▶ **What is expected**: Could you restate every record below word for word?

** Opening Record excerpts block **

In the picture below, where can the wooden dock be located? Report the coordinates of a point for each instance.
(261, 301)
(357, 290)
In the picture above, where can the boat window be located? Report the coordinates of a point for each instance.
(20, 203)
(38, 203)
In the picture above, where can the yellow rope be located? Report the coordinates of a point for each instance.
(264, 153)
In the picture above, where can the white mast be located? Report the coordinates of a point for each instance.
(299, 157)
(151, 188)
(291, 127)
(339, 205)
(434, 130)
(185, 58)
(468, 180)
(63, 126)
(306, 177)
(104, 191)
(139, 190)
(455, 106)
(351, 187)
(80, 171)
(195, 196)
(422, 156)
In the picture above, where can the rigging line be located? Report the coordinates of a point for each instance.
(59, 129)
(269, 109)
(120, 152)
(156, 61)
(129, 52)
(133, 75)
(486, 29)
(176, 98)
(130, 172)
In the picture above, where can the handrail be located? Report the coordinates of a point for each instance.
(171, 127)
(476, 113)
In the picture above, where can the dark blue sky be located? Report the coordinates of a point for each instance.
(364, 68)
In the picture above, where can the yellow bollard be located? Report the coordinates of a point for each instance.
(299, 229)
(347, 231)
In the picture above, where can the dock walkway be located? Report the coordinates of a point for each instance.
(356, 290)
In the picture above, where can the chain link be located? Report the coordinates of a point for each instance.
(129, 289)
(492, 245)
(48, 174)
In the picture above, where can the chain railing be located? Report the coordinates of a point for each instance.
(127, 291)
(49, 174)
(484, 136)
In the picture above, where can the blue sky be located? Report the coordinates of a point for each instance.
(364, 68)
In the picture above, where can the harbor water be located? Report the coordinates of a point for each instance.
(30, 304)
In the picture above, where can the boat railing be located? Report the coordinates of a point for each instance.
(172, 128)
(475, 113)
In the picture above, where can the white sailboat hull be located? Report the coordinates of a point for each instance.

** Closing Record excerpts block **

▶ **Answer to this problem**:
In the picture below, where can the wooden dock be located? Report the coordinates of a point for each instance.
(261, 301)
(357, 290)
In the picture above, where can the boat window be located? Report the coordinates of a point for each instance.
(20, 203)
(38, 203)
In the picture above, where can the yellow rope be located? Report the coordinates of a point for each instance.
(264, 153)
In the picture above, where can the white mast be located? Report the coordinates of a point for each instance.
(299, 157)
(151, 188)
(291, 127)
(339, 205)
(434, 130)
(185, 58)
(468, 180)
(63, 126)
(306, 177)
(104, 191)
(139, 190)
(455, 106)
(351, 187)
(80, 171)
(195, 196)
(422, 156)
In the picture above, where can the rigging line be located? Report the coordinates of a point for each instance.
(59, 129)
(269, 109)
(120, 152)
(156, 61)
(129, 52)
(133, 75)
(486, 29)
(176, 98)
(130, 172)
In the picture above, where can the handrail be located? Report the coordinates of a point for each instance.
(171, 127)
(476, 113)
In the picture above, where can the dark blue sky be located? Report the coordinates of a point for each instance.
(364, 68)
In the picture above, where can the yellow bollard be located? Report the coordinates of a point for each instance.
(299, 229)
(347, 231)
In the picture above, where can the dock walkway be located? Report the coordinates of a point for each instance.
(356, 290)
In the picture above, where can the chain link be located? Report the coordinates of a point for each instance.
(129, 289)
(492, 245)
(48, 174)
In the picture above, where can the chain railing be located? Report the coordinates of a point for each instance.
(127, 291)
(49, 174)
(484, 136)
In the picture above, where can the blue sky be located? Report the coordinates of a point for each instance.
(364, 68)
In the picture above, where can the harbor water be located? Report the coordinates of a point for each instance.
(30, 304)
In the picture above, where can the boat railing be located? Report the coordinates of a point for each instance.
(172, 128)
(475, 113)
In the picture above, where can the white sailboat hull be located? Report the coordinates of a point for each instance.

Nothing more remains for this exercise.